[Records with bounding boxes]
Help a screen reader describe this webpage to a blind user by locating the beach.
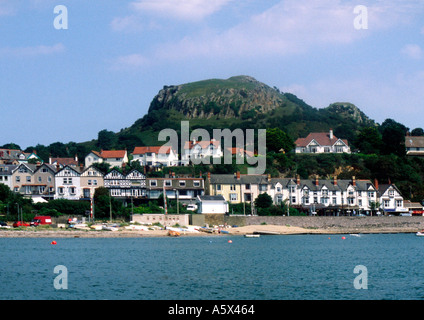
[0,225,419,238]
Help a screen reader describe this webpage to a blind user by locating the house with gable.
[54,166,82,200]
[103,169,146,198]
[375,181,409,215]
[295,130,351,153]
[85,150,128,168]
[181,139,224,164]
[132,146,178,167]
[80,166,104,200]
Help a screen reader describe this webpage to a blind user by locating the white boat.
[102,225,119,231]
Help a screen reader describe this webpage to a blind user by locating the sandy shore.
[0,225,418,238]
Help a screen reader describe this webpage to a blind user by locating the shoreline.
[0,225,419,238]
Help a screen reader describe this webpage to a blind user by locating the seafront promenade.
[0,216,424,238]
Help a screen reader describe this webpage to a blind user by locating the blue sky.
[0,0,424,149]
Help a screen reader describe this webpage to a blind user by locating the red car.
[13,221,30,228]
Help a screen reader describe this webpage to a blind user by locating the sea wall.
[196,214,424,232]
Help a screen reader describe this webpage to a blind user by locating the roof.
[227,148,255,157]
[295,132,349,147]
[133,146,171,154]
[210,174,269,184]
[91,150,127,159]
[51,158,78,166]
[271,178,375,191]
[184,140,220,149]
[405,136,424,148]
[198,195,226,202]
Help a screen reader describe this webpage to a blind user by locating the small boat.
[253,231,280,235]
[102,225,119,231]
[168,230,181,237]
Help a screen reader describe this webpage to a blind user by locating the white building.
[197,195,229,214]
[132,146,178,167]
[377,183,409,215]
[85,150,128,168]
[54,166,82,200]
[181,139,224,164]
[295,130,351,153]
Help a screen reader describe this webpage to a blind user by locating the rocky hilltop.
[149,76,285,119]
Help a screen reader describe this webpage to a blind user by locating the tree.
[355,127,383,154]
[380,119,409,157]
[411,128,424,136]
[255,193,273,209]
[266,128,294,153]
[97,129,116,150]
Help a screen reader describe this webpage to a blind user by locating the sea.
[0,234,424,302]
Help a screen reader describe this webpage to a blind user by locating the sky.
[0,0,424,149]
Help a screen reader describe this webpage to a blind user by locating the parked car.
[187,204,197,211]
[31,216,52,227]
[13,221,30,228]
[0,221,10,228]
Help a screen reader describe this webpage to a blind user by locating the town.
[0,130,423,220]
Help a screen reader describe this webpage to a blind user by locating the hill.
[118,76,375,145]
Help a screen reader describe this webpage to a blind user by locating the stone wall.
[193,214,424,230]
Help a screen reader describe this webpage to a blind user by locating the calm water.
[0,234,424,300]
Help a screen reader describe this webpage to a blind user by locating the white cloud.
[131,0,232,20]
[401,44,423,60]
[0,43,65,57]
[112,54,150,70]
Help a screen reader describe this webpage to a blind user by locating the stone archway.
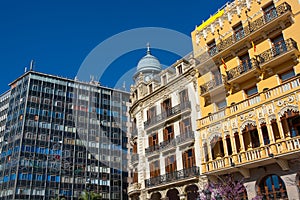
[150,192,161,200]
[185,185,199,200]
[167,188,180,200]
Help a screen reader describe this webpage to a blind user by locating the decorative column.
[230,132,238,163]
[238,132,246,162]
[206,142,212,171]
[266,121,277,154]
[256,120,266,158]
[178,194,186,200]
[276,115,291,152]
[223,134,229,166]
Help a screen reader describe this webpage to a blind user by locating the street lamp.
[85,178,91,200]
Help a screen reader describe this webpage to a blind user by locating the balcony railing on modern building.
[257,38,298,66]
[145,130,195,156]
[145,166,200,188]
[204,136,300,172]
[198,2,292,64]
[144,101,191,129]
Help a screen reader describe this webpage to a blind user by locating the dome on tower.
[136,44,161,74]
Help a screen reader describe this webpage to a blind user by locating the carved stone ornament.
[278,104,299,117]
[240,120,256,130]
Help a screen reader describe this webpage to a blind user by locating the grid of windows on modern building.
[0,71,129,199]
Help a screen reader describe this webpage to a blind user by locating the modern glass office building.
[0,71,129,199]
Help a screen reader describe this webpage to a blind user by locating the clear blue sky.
[0,0,227,93]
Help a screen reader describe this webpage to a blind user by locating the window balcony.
[159,138,176,152]
[131,128,138,139]
[200,76,225,96]
[131,153,140,166]
[197,2,293,65]
[203,136,300,174]
[176,131,195,146]
[145,166,200,188]
[226,58,260,84]
[145,144,160,156]
[128,183,141,196]
[144,101,191,129]
[256,38,299,69]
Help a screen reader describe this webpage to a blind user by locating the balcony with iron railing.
[202,136,300,174]
[128,183,141,196]
[145,166,200,188]
[198,76,300,127]
[159,138,176,152]
[144,101,191,129]
[131,153,140,165]
[226,58,260,84]
[176,130,195,146]
[145,144,160,156]
[145,131,195,156]
[200,75,225,96]
[131,128,138,138]
[197,2,292,65]
[256,38,299,69]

# [Prompt]
Find each line above that contains the word "wall", and copy every such line.

# [Solution to the problem]
Help a screen reader describe this webpage to a blind user by locating the sea wall.
Help a screen reader describe this webpage to a blind user by locating the stone wall.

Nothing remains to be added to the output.